Selected text below:
Covid-19 and sustainable food systems: building a shared learning resource

Coronavirus (Covid-19) is having huge impacts on the food system here in the UK and globally. It is bringing into sharp focus how and where our food is produced, processed and consumed. It has also highlighted a number of issues, including: 

  • the vulnerability of just-in-time systems, that in some cases stretch far beyond UK borders, to unpredictable shocks. It reminds us of past catastrophic events, such as foot and mouth in 2001 and the 2007-08 food price spikes;  
  • the differentiated nature of impacts within agri-food (contrast retailer (multiples and independents) and food service experiences of the crisis, for example);  
  • the labour shortages in the horticultural sector; 
  • the number of vulnerable groups who are now more than ever before food insecure, given their dependency on food banks and charity and the significant socio-economic food inequalities in society;  
  • the role of supermarkets in food provisioning (we have a private food governance model) and their role and responsibilities in responding to the crisis;  
  • the role and importance of online retail, including, but not only, online supermarket retail;  
  • the agility and ability (or not) of producers, processors, retailers and other food providers to adapt their supply chains to deliver food direct to households;  
  • the need to re-localise food systems, rebuild regional processing infrastructure (abattoirs, wholesale markets) and shorten food chains to improve food system resilience;  
  • the range of public, private and civic initiatives (at individual, industry and community levels) that have, and are still emerging, to respond to the crisis. 
A near deserted M5 – Late morning Sunday 26th April

This is by no means an exhaustive list. It is really just the tip of the iceberg in terms of the impacts, actions, activities and food policy lessons. Since the crisis started, I, like many of us I suspect, have spent quite a lot of time reading Covid-19-related articles, most of them via Twitter or other social media, as well as key sources such as ‘The Syllabus Politics of Coronavirus list‘. It is also clear that a wider scope of expertise will be necessary as we come out of the lockdown (see ‘Exiting a Pandemic’).  Some have concerns about the science behind the virus and the modelling and politics of disease emergency management generally, but many have related to food system resilience and sustainability. It has become more apparent that even if you just read Covid-19 food system articles, it would be hard to keep track of all that it is out there, from growing, distribution and retail through to food security impacts and much more.
End of Selected text.
__Prompt 1__
List the actions that the article above on Covid-19 and sustainable food systems says are needed to improve food system resilience.
__Prompt 2__
According to the Covid-19 food systems article above, which sector is experiencing labour shortages?
__Prompt 3__
Write the next part of the article on Covid-19 and sustainable food systems, starting after its final sentence.
Extracted data below:
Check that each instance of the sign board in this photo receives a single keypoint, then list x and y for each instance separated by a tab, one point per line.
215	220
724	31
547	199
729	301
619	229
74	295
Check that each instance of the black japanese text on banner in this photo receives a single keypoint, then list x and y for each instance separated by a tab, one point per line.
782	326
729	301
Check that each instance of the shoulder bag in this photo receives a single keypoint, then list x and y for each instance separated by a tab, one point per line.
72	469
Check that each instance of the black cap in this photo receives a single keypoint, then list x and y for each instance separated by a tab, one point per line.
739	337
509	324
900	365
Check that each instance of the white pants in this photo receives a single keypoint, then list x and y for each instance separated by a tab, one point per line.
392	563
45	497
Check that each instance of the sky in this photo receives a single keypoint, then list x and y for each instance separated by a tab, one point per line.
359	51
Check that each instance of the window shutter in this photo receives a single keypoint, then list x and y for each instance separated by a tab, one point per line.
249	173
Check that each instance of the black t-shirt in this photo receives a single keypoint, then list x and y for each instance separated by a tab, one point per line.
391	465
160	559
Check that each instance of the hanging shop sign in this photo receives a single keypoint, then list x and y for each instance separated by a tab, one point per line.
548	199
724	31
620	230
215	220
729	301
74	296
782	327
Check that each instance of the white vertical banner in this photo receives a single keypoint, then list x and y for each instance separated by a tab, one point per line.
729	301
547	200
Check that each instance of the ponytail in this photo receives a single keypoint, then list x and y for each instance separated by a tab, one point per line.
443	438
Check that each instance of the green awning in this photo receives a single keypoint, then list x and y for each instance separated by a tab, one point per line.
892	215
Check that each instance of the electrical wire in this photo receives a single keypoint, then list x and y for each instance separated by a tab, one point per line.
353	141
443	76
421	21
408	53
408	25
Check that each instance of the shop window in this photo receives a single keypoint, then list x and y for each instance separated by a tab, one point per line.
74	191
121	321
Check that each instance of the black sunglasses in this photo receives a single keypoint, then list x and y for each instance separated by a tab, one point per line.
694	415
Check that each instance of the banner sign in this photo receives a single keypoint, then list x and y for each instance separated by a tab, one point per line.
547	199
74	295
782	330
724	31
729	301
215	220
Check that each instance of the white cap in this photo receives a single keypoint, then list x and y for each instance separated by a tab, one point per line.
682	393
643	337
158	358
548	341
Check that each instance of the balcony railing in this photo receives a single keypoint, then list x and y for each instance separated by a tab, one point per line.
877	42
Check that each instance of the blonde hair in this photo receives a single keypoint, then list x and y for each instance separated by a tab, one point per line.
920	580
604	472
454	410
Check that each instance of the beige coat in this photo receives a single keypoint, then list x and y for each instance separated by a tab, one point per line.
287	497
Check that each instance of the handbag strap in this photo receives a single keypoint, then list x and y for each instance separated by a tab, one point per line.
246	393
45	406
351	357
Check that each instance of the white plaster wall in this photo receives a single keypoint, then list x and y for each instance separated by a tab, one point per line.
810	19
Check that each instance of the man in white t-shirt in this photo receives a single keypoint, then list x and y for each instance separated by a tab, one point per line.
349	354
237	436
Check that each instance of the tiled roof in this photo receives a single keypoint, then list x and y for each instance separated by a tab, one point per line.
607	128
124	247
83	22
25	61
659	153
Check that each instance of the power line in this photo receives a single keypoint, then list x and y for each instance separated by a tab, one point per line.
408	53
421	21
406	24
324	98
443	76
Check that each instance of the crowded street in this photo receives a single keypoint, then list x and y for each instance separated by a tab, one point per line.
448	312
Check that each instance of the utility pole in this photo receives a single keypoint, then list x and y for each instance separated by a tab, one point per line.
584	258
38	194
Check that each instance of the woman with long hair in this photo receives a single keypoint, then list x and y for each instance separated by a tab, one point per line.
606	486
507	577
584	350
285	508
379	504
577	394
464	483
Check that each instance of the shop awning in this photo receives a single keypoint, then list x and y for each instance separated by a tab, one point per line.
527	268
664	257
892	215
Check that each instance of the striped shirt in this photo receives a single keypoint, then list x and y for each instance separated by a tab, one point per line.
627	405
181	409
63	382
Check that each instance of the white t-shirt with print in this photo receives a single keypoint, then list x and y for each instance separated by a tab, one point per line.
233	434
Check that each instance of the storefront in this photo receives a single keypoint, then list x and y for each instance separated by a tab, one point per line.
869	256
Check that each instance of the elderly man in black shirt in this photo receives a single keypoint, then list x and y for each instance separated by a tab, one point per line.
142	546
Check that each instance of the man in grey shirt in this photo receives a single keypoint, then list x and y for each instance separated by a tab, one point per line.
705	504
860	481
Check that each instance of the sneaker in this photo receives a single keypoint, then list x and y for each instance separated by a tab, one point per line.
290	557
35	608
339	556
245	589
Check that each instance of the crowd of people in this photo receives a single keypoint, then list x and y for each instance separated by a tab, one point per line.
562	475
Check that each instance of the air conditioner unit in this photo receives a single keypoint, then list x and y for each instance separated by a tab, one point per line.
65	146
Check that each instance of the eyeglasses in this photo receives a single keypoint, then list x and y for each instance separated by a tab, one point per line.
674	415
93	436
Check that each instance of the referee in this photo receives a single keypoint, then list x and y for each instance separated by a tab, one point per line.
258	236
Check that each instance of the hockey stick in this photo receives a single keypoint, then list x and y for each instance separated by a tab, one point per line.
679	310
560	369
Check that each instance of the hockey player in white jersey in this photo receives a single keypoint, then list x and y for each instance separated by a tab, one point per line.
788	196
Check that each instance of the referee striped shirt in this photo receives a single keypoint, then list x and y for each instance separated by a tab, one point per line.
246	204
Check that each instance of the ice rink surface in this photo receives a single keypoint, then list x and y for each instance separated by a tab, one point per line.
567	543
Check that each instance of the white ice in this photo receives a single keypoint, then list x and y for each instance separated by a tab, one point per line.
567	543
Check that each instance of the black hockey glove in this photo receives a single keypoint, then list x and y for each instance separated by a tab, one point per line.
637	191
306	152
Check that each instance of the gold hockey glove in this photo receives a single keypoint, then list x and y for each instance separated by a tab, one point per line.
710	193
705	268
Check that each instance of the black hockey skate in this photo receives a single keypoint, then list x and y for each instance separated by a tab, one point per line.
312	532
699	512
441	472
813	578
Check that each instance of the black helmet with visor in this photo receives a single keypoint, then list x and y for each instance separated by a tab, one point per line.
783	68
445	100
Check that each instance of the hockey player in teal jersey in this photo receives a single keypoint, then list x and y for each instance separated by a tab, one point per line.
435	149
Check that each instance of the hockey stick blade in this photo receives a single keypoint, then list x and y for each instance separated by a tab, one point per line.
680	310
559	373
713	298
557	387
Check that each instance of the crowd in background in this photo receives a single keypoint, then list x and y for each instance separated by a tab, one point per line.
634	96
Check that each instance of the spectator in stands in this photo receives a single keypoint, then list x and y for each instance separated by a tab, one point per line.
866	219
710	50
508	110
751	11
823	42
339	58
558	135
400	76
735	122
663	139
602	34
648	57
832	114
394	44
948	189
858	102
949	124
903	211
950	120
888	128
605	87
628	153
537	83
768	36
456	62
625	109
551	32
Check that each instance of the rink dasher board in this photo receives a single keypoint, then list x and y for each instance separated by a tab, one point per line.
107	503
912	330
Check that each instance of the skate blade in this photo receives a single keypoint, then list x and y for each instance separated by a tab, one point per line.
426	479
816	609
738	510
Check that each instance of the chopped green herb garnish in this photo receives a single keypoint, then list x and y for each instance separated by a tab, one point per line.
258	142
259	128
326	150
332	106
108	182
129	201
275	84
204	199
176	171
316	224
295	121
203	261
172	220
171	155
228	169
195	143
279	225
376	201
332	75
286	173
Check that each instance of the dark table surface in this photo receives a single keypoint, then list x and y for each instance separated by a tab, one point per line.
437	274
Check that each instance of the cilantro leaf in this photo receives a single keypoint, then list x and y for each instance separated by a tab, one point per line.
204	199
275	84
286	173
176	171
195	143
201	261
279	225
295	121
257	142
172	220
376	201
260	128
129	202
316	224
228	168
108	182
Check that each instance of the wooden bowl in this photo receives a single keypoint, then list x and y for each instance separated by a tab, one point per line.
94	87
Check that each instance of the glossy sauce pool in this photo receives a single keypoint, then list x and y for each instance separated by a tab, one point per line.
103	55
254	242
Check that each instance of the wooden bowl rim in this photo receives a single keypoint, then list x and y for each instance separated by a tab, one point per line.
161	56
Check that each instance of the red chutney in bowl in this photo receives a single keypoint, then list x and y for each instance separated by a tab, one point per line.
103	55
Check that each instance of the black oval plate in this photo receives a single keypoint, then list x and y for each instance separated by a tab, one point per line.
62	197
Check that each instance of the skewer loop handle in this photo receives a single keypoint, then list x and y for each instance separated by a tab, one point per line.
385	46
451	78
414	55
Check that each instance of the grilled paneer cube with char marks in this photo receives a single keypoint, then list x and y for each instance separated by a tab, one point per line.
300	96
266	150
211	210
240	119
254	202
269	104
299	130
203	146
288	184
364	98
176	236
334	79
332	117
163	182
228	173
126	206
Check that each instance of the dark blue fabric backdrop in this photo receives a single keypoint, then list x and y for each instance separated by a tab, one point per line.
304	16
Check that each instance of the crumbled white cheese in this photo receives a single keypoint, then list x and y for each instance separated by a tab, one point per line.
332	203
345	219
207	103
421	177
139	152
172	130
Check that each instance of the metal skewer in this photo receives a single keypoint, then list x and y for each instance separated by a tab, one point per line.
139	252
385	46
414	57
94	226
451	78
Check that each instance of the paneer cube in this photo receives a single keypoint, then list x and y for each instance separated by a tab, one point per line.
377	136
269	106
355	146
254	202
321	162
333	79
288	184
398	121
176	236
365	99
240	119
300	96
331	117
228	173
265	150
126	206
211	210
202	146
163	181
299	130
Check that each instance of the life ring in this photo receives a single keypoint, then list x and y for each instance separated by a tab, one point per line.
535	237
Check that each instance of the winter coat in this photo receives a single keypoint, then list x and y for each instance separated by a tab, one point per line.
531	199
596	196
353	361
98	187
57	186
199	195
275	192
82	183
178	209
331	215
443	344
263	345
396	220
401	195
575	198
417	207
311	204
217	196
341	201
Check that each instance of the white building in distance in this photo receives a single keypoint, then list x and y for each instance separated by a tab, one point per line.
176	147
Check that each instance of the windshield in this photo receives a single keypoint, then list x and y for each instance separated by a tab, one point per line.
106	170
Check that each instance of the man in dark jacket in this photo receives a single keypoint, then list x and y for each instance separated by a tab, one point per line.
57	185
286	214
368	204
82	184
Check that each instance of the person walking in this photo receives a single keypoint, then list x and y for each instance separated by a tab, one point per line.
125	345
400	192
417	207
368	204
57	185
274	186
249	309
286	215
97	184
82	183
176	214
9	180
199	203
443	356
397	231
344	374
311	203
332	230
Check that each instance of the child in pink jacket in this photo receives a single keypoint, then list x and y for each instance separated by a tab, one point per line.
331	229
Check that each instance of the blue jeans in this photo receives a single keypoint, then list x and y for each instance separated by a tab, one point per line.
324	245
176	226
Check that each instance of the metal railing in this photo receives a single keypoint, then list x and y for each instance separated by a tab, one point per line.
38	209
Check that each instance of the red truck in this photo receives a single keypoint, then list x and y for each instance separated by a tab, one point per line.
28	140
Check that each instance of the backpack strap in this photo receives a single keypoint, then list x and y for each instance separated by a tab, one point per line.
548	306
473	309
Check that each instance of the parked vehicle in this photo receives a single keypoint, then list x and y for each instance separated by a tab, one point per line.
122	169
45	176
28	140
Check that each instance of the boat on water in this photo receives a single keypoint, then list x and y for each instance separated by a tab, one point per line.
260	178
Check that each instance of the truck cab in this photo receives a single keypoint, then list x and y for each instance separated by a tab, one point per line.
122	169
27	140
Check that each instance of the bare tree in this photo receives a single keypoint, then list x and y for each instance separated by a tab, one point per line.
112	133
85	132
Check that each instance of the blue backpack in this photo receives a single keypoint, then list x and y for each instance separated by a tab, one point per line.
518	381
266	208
End of Extracted data.
__Answer box 1__
- Re-localise food systems
- Rebuild regional processing infrastructure (abattoirs, wholesale markets)
- Shorten food chains

__Answer box 2__
The horticultural sector.

__Answer box 3__
Empty freezers in a Cheltenham supermarket

The purpose of this blog post is to share some food system resources that I have found useful (and to which my CCRI colleagues have contributed) and to propose that we find collective ways to track and organise this material, and in particular, articles related to food system sustainability. We should do this for two main reasons: first, the material and resources are useful to those on the ground and some of it is in danger of getting lost in the ‘information fog’; and secondly, tracking it is important to record and learn how we organise and implement food system emergency responses at different scales. In other words, we can use these resources for food system resilience planning now and in the future. 

With this in mind, in this resources list, I have begun to organise selected resources that I find useful. I am loosely calling this my ‘Covid-19 sustainable food systems list’. It is a list of resources organised into different headings reflecting my sustainable food systems interest. The premise is simple: to collate, and begin to organise, food system resources that I (and hopefully others) have and will find useful now and in the future. It is not just a resource for academics like me, but also for food system actors and practitioners. For example, I am interested in the response by local food and civic networks and short chains, reflected in the list, but it will be important to develop the list to be broader and more inclusive in terms of food system coverage, including, for example, resources that track the way supermarkets are organising their response. I have included articles, resources, websites, etc. that I find useful. Some articles are academic commentaries connecting the crisis to wider social science work, but the majority are food system resources created by food NGOs, food charities, etc. Most of the sources included, for now at least, are related to the UK food response (it makes it more manageable). We can also add blogs and perspectives from other agri-food researchers and practitioners, if folks would like to contribute. 

What might be the next steps?

First, look at my attempt to organise my ideas and resources and please send comments and edits to expand and improve my efforts. 
Second, please send me, via email or Twitter (; @DamianMaye), other Covid-19 food system resources that you think should be added to the list. I have included links to websites and other resources, with the date accessed. If you suggest a resource, please make sure to send the link too, so I can follow it up. I have also listed key organisations that are collating materials and coordinating responses and please send others, as my list is just a starting point. 
Third, as the material comes in, I will revise, improve and update the list and can restructure/rework the taxonomy as necessary (to make it better/more accessible).

This is really just a start, from my perspective. I hope it is useful and a worthwhile project and I look forward to receiving comments, ideas, improvements and other links to add to the list.

Thanks for reading and stay safe everyone.